### Exercise directions
Please repeat the following lines word for word, leaving the pictures out of your answer.

[Labeled shape records]
::::::

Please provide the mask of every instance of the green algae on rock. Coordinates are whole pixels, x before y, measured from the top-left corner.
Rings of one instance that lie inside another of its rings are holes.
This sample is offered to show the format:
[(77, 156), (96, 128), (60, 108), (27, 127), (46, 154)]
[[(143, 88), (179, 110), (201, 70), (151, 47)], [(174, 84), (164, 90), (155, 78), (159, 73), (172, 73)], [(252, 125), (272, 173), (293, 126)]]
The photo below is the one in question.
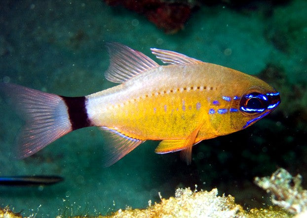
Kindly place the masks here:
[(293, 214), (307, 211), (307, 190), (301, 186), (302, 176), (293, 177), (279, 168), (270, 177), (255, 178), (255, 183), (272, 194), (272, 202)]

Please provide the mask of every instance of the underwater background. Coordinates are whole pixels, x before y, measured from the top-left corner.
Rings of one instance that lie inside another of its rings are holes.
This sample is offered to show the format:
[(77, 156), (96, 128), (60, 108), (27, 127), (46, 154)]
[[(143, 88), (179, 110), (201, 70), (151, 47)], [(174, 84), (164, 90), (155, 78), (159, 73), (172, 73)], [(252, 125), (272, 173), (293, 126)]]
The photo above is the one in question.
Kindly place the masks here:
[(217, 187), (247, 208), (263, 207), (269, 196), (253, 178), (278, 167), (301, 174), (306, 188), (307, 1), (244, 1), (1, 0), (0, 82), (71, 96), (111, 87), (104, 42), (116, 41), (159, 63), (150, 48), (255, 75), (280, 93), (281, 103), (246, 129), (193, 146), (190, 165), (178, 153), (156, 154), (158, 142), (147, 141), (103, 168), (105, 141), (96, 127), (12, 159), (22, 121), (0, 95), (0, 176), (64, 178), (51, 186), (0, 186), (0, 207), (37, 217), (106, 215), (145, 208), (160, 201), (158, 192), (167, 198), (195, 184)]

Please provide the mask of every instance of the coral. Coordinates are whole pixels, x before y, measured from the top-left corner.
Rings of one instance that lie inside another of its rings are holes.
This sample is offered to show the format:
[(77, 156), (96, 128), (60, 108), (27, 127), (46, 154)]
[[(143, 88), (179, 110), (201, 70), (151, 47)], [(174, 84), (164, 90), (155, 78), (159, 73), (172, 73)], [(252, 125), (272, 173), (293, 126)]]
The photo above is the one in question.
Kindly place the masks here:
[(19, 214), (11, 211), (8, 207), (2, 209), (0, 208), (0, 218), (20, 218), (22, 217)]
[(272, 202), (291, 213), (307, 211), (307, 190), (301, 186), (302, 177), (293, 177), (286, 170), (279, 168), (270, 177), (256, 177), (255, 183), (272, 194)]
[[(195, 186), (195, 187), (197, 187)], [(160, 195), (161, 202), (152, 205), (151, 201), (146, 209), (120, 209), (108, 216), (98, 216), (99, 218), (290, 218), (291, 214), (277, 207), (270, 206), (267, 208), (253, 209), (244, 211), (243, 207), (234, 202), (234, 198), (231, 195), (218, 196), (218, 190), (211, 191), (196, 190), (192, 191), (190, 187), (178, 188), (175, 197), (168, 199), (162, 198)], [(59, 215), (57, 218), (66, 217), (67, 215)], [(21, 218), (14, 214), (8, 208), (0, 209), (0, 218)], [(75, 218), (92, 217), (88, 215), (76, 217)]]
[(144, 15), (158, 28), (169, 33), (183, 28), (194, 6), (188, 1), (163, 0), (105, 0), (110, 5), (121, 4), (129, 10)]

::::::

### Task response
Please provide the mask of every instance of the green algae on rock. Coordinates are whole pixels, x before y, measured from the top-left corner.
Rings of one instance that lie inside another of its rings are holes.
This sample is offered to show the format:
[(77, 156), (96, 128), (60, 108), (27, 127), (46, 154)]
[[(143, 88), (179, 110), (201, 70), (151, 47)], [(174, 84), (164, 90), (155, 78), (159, 73), (172, 73)], [(252, 125), (272, 173), (293, 126)]]
The photo below is the one in question.
Kindly place the masks here:
[(293, 214), (307, 211), (307, 190), (301, 186), (302, 176), (293, 177), (279, 168), (270, 177), (255, 178), (255, 183), (272, 194), (272, 202)]

Please provide the mask of every instance of the underwater background. Coordinates are whole pixels, x before y, measured from the top-left corner.
Rings of one instance that lie inside another of its rings are holes.
This sample is offered to show the format:
[(77, 156), (96, 128), (60, 108), (27, 127), (46, 154)]
[[(143, 88), (179, 110), (201, 70), (151, 47)], [(174, 84), (164, 90), (155, 78), (159, 73), (172, 73)], [(252, 125), (272, 173), (293, 126)]]
The photo above is the one in question.
Kindly place the masks here:
[(217, 187), (247, 208), (263, 207), (269, 196), (253, 178), (278, 167), (301, 174), (306, 188), (307, 1), (244, 1), (1, 0), (0, 82), (71, 96), (111, 87), (104, 42), (116, 41), (159, 63), (150, 48), (255, 75), (280, 93), (281, 103), (246, 129), (193, 146), (190, 165), (178, 153), (156, 154), (158, 142), (147, 141), (103, 168), (105, 141), (96, 127), (12, 159), (22, 121), (0, 95), (0, 176), (64, 178), (51, 186), (0, 186), (0, 207), (37, 217), (106, 215), (145, 208), (160, 201), (158, 192), (167, 198), (195, 184)]

Please provide the mask of every instance of the coral. Coordinates are whole pixels, x before y, measured from the top-left corner.
Rings of one instance that lie inside another of its rings are holes.
This sample is offered to show the format:
[(77, 156), (96, 128), (60, 108), (27, 127), (46, 154)]
[[(143, 88), (179, 110), (201, 70), (151, 47)], [(174, 84), (164, 90), (155, 78), (159, 73), (172, 73)], [(252, 125), (272, 173), (293, 126)]]
The photo above is the one in question.
Kindly place the masks here:
[(19, 214), (11, 211), (8, 207), (2, 209), (0, 208), (0, 218), (20, 218), (22, 217)]
[(272, 202), (291, 213), (307, 211), (307, 190), (301, 186), (302, 177), (293, 177), (286, 170), (279, 168), (270, 177), (256, 177), (255, 183), (272, 194)]
[[(195, 186), (195, 187), (197, 187)], [(160, 195), (161, 202), (152, 205), (151, 201), (146, 209), (120, 209), (108, 216), (98, 216), (99, 218), (290, 218), (291, 214), (277, 207), (270, 206), (267, 208), (253, 209), (244, 211), (243, 207), (234, 202), (234, 198), (231, 195), (218, 196), (218, 190), (211, 191), (196, 190), (192, 191), (190, 187), (178, 188), (175, 197), (168, 199), (162, 198)], [(59, 215), (57, 218), (66, 217), (67, 215)], [(21, 218), (14, 214), (8, 208), (0, 209), (0, 218)], [(75, 218), (92, 217), (88, 215), (76, 217)]]
[(144, 15), (158, 28), (169, 33), (183, 28), (194, 6), (188, 1), (163, 0), (105, 0), (110, 5), (121, 4), (129, 10)]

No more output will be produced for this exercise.